- **Texto fornecido**:
────────────────────────────────────────

Como manter-se protegido? Reflexões acerca da saúde da População Negra
Jacqueline França | Analista de Ações Afirmativas e Treinamento em Empresas
Precisam estar sempre latente em nossas percepções as reflexões em relação ao cuidado com a saúde, seja um olhar para o físico e/ou para o emocional. Efeitos psicossomáticos ocasionados por uma rotina árdua de trabalho e por preocupações que envolvem a manutenção de vida, são pontos de atenção importantes quando nos referimos a saúde, principalmente para a população negra, que tem um histórico discursivo, social e político de negligenciamento de qualidade de vida.
Durante o primeiro painel do Fórum Sim à Igualdade Racial 2020, Vivi Duarte mediou o debate sobre a saúde da população negra realizado entre a médica Andrea M. Gonçalves e o psicólogo Rômulo Mafra. Entre tantos assuntos a serem comentados, os especialistas falaram sobre as formas de autocuidado que pensem a saúde da população negra, que mais do que nunca necessita ser problematizada para que se reinventem e se tornem acessíveis. O presente painel trouxe a complexidade de pensar formas de qualidade de vida, refletindo principalmente o quadro mundial de pandemia COVID-19.
O debate multidisciplinar que essa temática agrega, se faz necessário para uma compreensão mente e corpo, que estão interligados e mutuamente afetados pelos contextos sociais que são atravessados intimamente pelo processo de racialização brasileira. Manter um corpo protegido, passa pelo sistema de privilégio, como salienta a mediadora Vivi Duarte, executiva e empreendedora do Plano Feminino.
As formas de trabalho que levam o corpo negro para as ruas, vem de um histórico de precarização quando falamos de direito e proteção. As sobrecargas, as multitarefas que já adoeciam essa população, potencializaram-se com a pandemia. O impacto na vida das mulheres negras, por exemplo, se mostra alarmante quando pensamos que essas mulheres sustentam toda uma base familiar, numa sociedade racista que não viabiliza para elas formas de trabalho saudáveis. A exaustão das atividades, tanto do seu acúmulo, como das suas frustrações por não conseguir dar conta de tudo, produzem sintomas e efeitos no corpo, no mental e no emocional.

────────────────────────────────────────

- **Tarefa atribuída A**:
Retorne, sem nenhuma alteração, tudo o que vai de "As formas de trabalho que" até "e no emocional." no texto sobre a saúde da população negra.
- **Tarefa atribuída B**:
Dê prosseguimento ao texto sobre a saúde da população negra a partir da última frase apresentada.

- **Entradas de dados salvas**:
────────────────────────────────────────

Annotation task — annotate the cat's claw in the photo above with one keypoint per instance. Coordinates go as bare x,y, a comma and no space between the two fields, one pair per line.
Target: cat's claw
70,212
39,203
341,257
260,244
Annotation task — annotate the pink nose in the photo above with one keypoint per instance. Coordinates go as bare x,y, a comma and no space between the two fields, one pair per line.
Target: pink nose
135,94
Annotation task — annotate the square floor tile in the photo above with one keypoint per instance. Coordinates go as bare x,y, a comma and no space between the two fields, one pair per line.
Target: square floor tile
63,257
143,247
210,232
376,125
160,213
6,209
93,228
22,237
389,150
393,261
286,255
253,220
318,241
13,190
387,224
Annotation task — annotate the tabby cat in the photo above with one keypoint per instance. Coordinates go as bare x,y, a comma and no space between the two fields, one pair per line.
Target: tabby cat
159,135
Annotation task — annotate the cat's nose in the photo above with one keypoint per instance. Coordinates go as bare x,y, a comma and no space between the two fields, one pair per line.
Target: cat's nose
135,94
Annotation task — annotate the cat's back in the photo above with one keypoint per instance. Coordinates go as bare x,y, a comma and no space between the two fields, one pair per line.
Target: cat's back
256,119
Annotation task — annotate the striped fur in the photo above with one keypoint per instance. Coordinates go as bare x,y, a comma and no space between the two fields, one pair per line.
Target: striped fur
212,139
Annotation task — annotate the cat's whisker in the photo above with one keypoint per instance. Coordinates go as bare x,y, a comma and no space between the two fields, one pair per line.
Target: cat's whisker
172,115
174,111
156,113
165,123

────────────────────────────────────────

- **Espaço de resposta A**:
As formas de trabalho que levam o corpo negro para as ruas, vem de um histórico de precarização quando falamos de direito e proteção. As sobrecargas, as multitarefas que já adoeciam essa população, potencializaram-se com a pandemia. O impacto na vida das mulheres negras, por exemplo, se mostra alarmante quando pensamos que essas mulheres sustentam toda uma base familiar, numa sociedade racista que não viabiliza para elas formas de trabalho saudáveis. A exaustão das atividades, tanto do seu acúmulo, como das suas frustrações por não conseguir dar conta de tudo, produzem sintomas e efeitos no corpo, no mental e no emocional.

- **Espaço de resposta B**:
A Dra. Andrea Gonçalves, médica e ginecologista, nos alerta para as doenças relacionadas a imunidade, onde o racismo se torna um fator psicossomático, o que necessita de um olhar ampliado do cuidado dos profissionais de saúde, oferecendo uma compreensão para além da medicação. Características que identifiquem as causas do estresses diário, precisam passar por um diagnóstico que escute as condições de vida das pessoas negras. Criar uma rotina de autocuidado, significa assim, pensar estratégias no dia-a-dia que são possíveis de serem executadas em um contexto vulnerável, que é onde se constitui as vivências da maioria da população negra e que tem as suas mulheres na base da pirâmide social. O ponto chave, como afirma a médica, é o fortalecimento emocional da população negra, já que a autoestima extirpada pelo racismo naturalizou a dor e a desatenção com esses corpos.
Pensando mais ainda em como manter uma saúde mental resguardada, o psicólogo Rômulo Mafra, reflete a partir de um relato de uma diarista negra, sobre as consequências da sobrecarga emocional dessa população e os pontos de fugas que precisam ser criados, dentro das próprias jornadas de trabalho. Criar pausas e espaços para se reconectar consigo são formas de se colocar no mundo de maneira sã, entendendo a dinâmica perversa do racismo no cotidiano, esse olhar para si se torna um ato de resistência. O cuidado integrado perpassa a necessidade de um trabalho individual, que pode começar em um processo terapêutico, e os seus benefícios ressignificam todos os outros espaços coletivos por onde a pessoa negra transita.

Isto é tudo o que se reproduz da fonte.